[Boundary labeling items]
*-*-*
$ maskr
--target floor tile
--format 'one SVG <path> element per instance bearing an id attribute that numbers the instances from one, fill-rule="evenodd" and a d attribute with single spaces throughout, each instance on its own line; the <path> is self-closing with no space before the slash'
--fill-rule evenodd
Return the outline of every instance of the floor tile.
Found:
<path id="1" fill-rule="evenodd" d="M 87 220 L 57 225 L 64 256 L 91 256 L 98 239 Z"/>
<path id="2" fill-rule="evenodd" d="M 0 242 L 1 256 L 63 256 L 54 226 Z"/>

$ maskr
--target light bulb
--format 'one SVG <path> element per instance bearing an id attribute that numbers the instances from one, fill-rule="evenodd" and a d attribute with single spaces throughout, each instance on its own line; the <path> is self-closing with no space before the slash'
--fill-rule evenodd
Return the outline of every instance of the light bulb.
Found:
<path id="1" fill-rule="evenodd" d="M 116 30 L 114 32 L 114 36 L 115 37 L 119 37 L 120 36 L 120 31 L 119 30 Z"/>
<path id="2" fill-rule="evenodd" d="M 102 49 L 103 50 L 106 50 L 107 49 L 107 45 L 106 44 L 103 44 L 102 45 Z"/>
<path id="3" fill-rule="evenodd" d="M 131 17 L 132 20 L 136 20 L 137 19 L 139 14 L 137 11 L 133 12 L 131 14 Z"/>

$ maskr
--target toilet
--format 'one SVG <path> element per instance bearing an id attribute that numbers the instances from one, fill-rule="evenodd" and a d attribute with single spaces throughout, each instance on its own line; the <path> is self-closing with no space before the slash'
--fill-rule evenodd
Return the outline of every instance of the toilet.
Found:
*-*-*
- **WRITTEN REQUEST**
Put these lines into a numbered list, leaving out the blank lines.

- **RESULT**
1. $ maskr
2. --target floor tile
3. --format 'one SVG <path> element per instance bearing an id attribute that numbers the instances from one, fill-rule="evenodd" and a d attribute with single spaces throughout, each instance on its own line; the <path> is self-closing with no space before the slash'
4. --fill-rule evenodd
5. Return the outline of every instance of the floor tile.
6. Found:
7. <path id="1" fill-rule="evenodd" d="M 87 220 L 57 225 L 64 256 L 91 256 L 98 239 Z"/>
8. <path id="2" fill-rule="evenodd" d="M 0 242 L 1 256 L 63 256 L 54 226 Z"/>
9. $ maskr
10. --target light bulb
11. --format 'one SVG <path> element per instance bearing an id attribute that numbers the instances from one, fill-rule="evenodd" and a d attribute with single spaces throughout, each instance on its own line; the <path> is self-closing with no space before the slash'
12. --fill-rule evenodd
13. Return the outline of every instance of the light bulb.
14. Found:
15. <path id="1" fill-rule="evenodd" d="M 116 30 L 114 32 L 114 36 L 115 37 L 119 37 L 120 36 L 120 31 L 119 30 Z"/>
16. <path id="2" fill-rule="evenodd" d="M 102 49 L 103 50 L 106 50 L 107 49 L 107 45 L 106 44 L 103 44 L 102 45 Z"/>
17. <path id="3" fill-rule="evenodd" d="M 131 17 L 132 20 L 136 20 L 137 19 L 139 14 L 137 11 L 133 12 L 131 14 Z"/>
18. $ maskr
19. --target toilet
20. --format 'one SVG <path> element per instance bearing an id attribute that numbers the instances from one, fill-rule="evenodd" and a d attribute with single spaces throughout, each instance on its own line; the <path> is self-closing with no space before the slash'
21. --fill-rule evenodd
22. Return the outline of every instance of the toilet.
23. Found:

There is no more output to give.